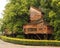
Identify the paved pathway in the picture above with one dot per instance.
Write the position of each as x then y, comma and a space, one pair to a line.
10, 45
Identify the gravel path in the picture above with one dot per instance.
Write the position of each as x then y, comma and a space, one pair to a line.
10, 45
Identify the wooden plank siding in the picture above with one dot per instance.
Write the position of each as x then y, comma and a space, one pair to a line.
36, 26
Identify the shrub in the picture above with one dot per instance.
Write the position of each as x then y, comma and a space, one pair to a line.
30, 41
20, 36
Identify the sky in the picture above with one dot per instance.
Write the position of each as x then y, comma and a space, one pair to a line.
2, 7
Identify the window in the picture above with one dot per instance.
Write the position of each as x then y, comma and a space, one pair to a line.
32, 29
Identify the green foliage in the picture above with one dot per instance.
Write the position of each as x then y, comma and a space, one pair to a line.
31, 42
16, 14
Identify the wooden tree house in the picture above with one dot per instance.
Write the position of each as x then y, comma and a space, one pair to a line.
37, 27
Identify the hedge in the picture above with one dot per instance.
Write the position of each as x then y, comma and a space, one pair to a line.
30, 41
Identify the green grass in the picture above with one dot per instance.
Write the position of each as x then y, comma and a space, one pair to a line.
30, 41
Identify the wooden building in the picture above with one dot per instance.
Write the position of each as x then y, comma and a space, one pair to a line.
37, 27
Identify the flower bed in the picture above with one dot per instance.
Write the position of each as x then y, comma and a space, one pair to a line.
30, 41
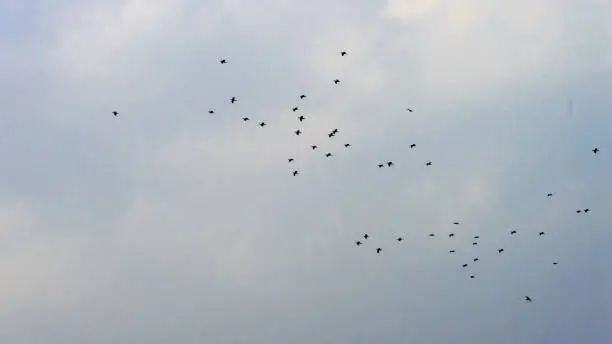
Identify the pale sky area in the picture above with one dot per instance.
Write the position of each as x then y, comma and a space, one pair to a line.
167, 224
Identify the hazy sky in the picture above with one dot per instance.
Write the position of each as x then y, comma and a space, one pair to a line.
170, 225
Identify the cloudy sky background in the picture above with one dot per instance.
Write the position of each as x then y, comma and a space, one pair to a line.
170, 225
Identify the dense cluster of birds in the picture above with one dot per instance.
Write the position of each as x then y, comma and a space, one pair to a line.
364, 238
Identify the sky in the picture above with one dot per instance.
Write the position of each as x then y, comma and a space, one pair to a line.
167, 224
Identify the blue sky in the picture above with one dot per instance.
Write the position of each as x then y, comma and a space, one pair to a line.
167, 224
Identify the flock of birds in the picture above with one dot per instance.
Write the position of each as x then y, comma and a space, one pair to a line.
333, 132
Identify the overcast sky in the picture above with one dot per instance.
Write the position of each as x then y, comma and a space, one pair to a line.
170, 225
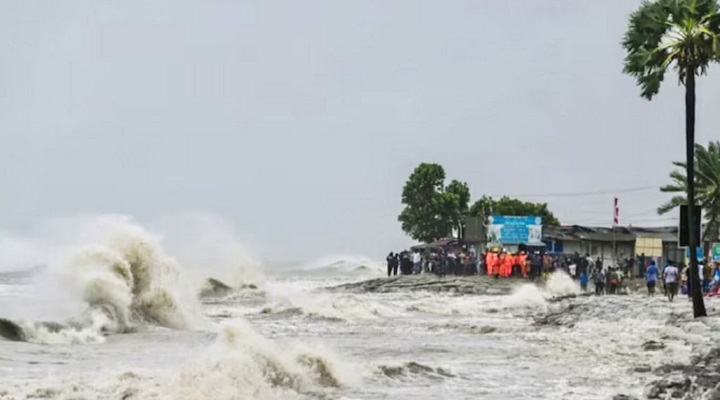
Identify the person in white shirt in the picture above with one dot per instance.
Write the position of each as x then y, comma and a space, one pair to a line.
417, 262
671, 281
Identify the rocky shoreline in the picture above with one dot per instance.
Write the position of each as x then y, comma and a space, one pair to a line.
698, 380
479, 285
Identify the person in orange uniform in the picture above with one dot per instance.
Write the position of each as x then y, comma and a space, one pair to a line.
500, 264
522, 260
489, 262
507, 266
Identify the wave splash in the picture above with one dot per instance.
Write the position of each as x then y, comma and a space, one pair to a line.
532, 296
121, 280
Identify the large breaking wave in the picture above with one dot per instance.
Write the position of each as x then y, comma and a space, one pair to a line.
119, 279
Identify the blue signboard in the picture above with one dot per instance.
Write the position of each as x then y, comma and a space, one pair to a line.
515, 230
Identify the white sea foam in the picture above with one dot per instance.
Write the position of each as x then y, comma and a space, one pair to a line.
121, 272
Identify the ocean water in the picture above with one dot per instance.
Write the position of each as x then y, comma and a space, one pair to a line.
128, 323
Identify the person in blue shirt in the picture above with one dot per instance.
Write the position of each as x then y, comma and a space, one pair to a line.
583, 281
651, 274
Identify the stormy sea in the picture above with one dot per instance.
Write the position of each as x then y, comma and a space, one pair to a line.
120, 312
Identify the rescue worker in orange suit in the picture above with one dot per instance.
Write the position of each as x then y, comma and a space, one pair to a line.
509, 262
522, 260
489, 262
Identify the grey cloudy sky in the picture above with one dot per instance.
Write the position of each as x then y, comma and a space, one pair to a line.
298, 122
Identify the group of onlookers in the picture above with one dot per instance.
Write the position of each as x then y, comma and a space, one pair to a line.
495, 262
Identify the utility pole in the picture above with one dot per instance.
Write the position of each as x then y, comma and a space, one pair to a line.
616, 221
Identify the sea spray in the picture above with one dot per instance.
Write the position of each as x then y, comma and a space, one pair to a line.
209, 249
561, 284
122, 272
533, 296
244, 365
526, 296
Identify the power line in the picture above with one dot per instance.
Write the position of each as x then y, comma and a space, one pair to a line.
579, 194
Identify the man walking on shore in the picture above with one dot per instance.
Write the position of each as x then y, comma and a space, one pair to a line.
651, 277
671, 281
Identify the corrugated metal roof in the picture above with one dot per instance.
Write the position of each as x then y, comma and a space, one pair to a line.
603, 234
□ □ □ □ □
What to produce ▸
Every record must be copied exactly, with the pictures left out.

Task answer ▸
Identify the paved pathway in the picture above with one dot per instance.
Write the position of each as x then y, comma and a space, one pair to a line.
10, 45
Identify the gravel path in the picture above with one dot per instance.
Write the position of each as x then y, comma and a space, one pair to a line.
10, 45
Identify the wooden plank siding in the picture above with one dot per instance.
Write the position of each as x then y, comma and a space, one pair to a line.
36, 26
Identify the shrub in the picture above with one dot per instance.
Write the position of each as x then y, comma and a space, one pair to a line.
30, 41
20, 36
Identify the sky in the picture above with one dot per instance.
Write the position of each as x then y, comma and a space, one pair to a line.
2, 7
Identify the window in the picture above with one dot per instance.
Write the position of each as x then y, comma and a space, one pair to a line.
32, 29
Identify the green foliage in the picture above with one dot per instance.
Write the position of each as x then y, comma and a space, one pair to a line.
31, 42
16, 14
Identify the wooden tree house in the picture above with one dot per instance.
Write the position of each as x then y, comma and a space, one pair to a line.
37, 27
Identify the hedge in the picture above with one dot per instance.
Write the position of each as x then y, comma and a space, one pair to a line.
30, 41
Identify the green grass in the picture above with one dot per instance.
Write the position of each as x then y, comma and a space, one pair to a line.
30, 41
Identify the wooden building in the picture above with one dot per instance.
Write the position of each as x then y, comma and a space, one pair to a line.
37, 27
Identify the flower bed in the picture above with one dot per instance.
Write the position of each as x then y, comma and a space, one pair to a line.
30, 41
Identify the pale sky area in the picture above with one dot per instance.
Write the position of each as x then y, comma and a space, one pair to a line.
167, 224
Identify the hazy sky in the picture above with one dot per instance.
Write the position of each as x then y, comma and a space, one pair to a line.
170, 225
Identify the cloudy sky background in the picture above with one dot per instance.
Write the position of each as x then y, comma and a space, one pair to a line.
170, 225
Identify the dense cluster of birds in the picture above with one dot per instance.
Write the position of each as x then y, comma and a space, one pair to a line.
364, 238
Identify the sky in the picture above with one dot per instance.
Write the position of each as x then y, comma and a space, one pair to a line.
167, 224
Identify the blue sky in the picture above with one dot per instance.
Write the position of each as x then y, comma and a space, one pair to a line.
167, 224
Identify the flock of birds in the picture above with one dot per instance.
Write the position of each as x then y, comma and a space, one pair to a line.
333, 132
Identify the overcast sky in the picture above with one dot per instance.
Write the position of each as x then y, comma and a space, one pair to a line.
170, 225
Identify the person in white shirt in the picture above with one dot per instance.
Write the position of each as x then y, comma and a space, one pair to a line.
417, 262
671, 281
Identify the rocky shoreline in the picture above with one dot per instance.
Write the position of each as x then y, comma and a space, one pair to a line.
698, 380
479, 285
Identify the person in orange uniform in the picture above with one dot per instance.
Write the position of each as x then y, comma and a space, one pair to a line.
500, 264
522, 260
489, 262
507, 266
Identify the wave splash in the picture above with one dot per instance.
Write the position of each as x then y, comma and a space, one pair to a line.
532, 296
121, 280
Identify the large breaking wave in the picture above with one dot per instance.
Write the position of each as x then y, comma and a space, one pair to a line.
119, 279
Identify the blue signboard in the picture above with one dot per instance.
Write the position of each as x then y, comma and a space, one pair to a line.
515, 230
Identify the white sea foam in the picture above with one dot per instance.
Write the position of each as x then y, comma and a space, one pair to a line.
121, 272
Identify the ocean water in the picture above with one dot per instance.
Write the position of each as x then y, comma and a space, one pair to a line.
128, 323
Identify the person in blue shirt in the picture above with one dot per instance.
Write the position of each as x then y, comma and a space, one pair to a line.
583, 281
651, 274
Identify the stormy sea in the picture above with one dot per instance.
Write the position of each as x then y, comma and a space, one pair to a line.
120, 312
Identify the rescue worker in orange suit in the picture above with one dot per instance.
Write the position of each as x then y, comma and a space, one pair to a line.
509, 262
522, 260
489, 262
Identify the grey cloudy sky in the picture above with one dot per instance.
Write the position of each as x then y, comma and a space, one pair to a line.
298, 122
Identify the group of onlookers in the picture above with one dot per instance.
Write the position of each as x then y, comma and a space, one pair to a line.
495, 262
Identify the utility pole in the picture above with one dot per instance.
Write the position of each as x then y, comma and a space, one pair to a line.
616, 221
Identify the sea spray in the picture above with one dot per instance.
Write the position of each as x then y, comma and a space, one pair to a line.
209, 249
561, 284
122, 272
533, 296
244, 365
526, 296
Identify the power line in the picture above with one dot per instance.
Write the position of each as x then y, comma and a space, one pair to a line.
579, 194
Identify the man walking on shore in the picture above with one dot per instance.
Write the position of each as x then y, comma and a space, one pair to a line.
651, 277
671, 281
Identify the corrugated metal roof in the picture above with one dot per instance.
Write the position of each as x then y, comma and a space, one pair to a line.
603, 234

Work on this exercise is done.